GIVEN PROBLEM 1 – Edit the part of the bayonet discussion that opens with the words containing "My unit did" and closes with "seen listed here.", replacing "pistol" with "handgun".

I buy bayonets for all of my guns that are able to attach one. It is just something that I do as part of my hobby and whenever I show any of my collection to someone they are always amazed by the bayonet. I do think that they look cool too.
 
I spoke to a former Marine Corps Drill Instructor once and asked a similiar question. He told me that hand to hand and bayonet fighting are a recruits first taste of combat training, that it gets alot of recruits pumped up because they know more is coming. He explained that it has alot to do with installing a warriors attitude and confidence, plus its tradition. Even if they don't use it, troops gain confidnce that the CAN use it. That's just what he explained to me.
 
My unit did not have any bayonets. "Sharp and pointy things? Eewww! Are you really sure we should be giving these people bullets?"

Some is horribly wrong here. I was in the Air Force and they gave me a bayonet. :eek:

A plus is that bayonets give Saran Brady the Leaping Fantods.

I'll admit......that is a important consideration. :D
 
While it looks cool on the Glock, I do not see much of a benefit for a pistol. I can control a knife in my hand better than on the end of a pistol. On a rifle I can see it being useful as a last resort. The simple systems sometimes work the best.
 
Riot control is one other consideration I have not seen listed here.
50 guys with body armor, gas masks, helmets and fixed bayonets makes a very effective barrier.
In some cultures, like the mid-east, knives and swords are a big part of their items which they either fear or respect.... I guess somebody is always firing an Ak in the air, but when uncle Habib goes nuts with a big knife, it is time to run...
 
What the point of a "spike" bayonet anyway? Some thing you can only stab with. Why not a blade you also can slash with?
 
From what I can find most of the early bayonets were the spiked ones and the developments led them away from the spike to a blade.
 
My pops wouldn't allow me firearms as a youth, but knives and bayonets were OK.
One of the old timers I did some trading with claimed the Geneva Convention did away with the spike style because the wound from a blade was more easily repaired.
Like non expanding bullets that take a soldier out of the fight but , in theory, don't destroy as much tissue as soft points.
 
From what I can find most of the early bayonets were the spiked ones and the developments led them away from the spike to a blade.
I was thinking of the SKS a pretty recent gun. Mine has a spike.

DATA EXTRACT –

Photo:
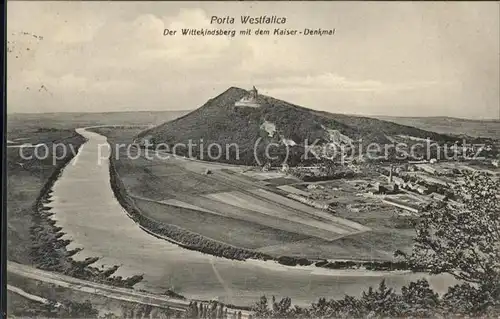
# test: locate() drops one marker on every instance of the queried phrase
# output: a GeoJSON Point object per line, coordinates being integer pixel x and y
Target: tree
{"type": "Point", "coordinates": [463, 238]}
{"type": "Point", "coordinates": [381, 302]}
{"type": "Point", "coordinates": [419, 300]}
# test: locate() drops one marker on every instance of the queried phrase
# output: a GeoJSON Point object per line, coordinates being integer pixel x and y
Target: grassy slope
{"type": "Point", "coordinates": [449, 125]}
{"type": "Point", "coordinates": [220, 122]}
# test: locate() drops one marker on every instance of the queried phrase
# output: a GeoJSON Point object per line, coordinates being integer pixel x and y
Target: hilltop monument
{"type": "Point", "coordinates": [249, 100]}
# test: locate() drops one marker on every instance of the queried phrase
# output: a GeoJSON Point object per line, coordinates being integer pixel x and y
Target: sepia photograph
{"type": "Point", "coordinates": [249, 159]}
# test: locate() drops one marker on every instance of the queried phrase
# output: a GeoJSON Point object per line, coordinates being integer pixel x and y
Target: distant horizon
{"type": "Point", "coordinates": [405, 59]}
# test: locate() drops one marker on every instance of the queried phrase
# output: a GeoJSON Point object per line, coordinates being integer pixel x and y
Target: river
{"type": "Point", "coordinates": [84, 206]}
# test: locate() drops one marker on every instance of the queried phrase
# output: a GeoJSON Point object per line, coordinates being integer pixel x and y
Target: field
{"type": "Point", "coordinates": [449, 125]}
{"type": "Point", "coordinates": [246, 208]}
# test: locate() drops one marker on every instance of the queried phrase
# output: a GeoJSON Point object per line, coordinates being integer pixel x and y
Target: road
{"type": "Point", "coordinates": [117, 293]}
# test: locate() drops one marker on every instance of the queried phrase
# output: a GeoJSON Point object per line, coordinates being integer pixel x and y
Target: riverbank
{"type": "Point", "coordinates": [193, 241]}
{"type": "Point", "coordinates": [48, 249]}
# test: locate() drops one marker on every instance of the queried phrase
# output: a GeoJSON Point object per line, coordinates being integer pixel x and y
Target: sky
{"type": "Point", "coordinates": [393, 58]}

GIVEN PROBLEM 2 – Work out how many lines of the rows contain the string "Target", counting only matches in the same case. Reply with the number alone.

FINISHED ANSWER 1 –
My unit did not have any bayonets. "Sharp and pointy things? Eewww! Are you really sure we should be giving these people bullets?"

Some is horribly wrong here. I was in the Air Force and they gave me a bayonet. :eek:

A plus is that bayonets give Saran Brady the Leaping Fantods.

I'll admit......that is a important consideration. :D
 
While it looks cool on the Glock, I do not see much of a benefit for a handgun. I can control a knife in my hand better than on the end of a handgun. On a rifle I can see it being useful as a last resort. The simple systems sometimes work the best.
 
Riot control is one other consideration I have not seen listed here.

FINISHED ANSWER 2 – 10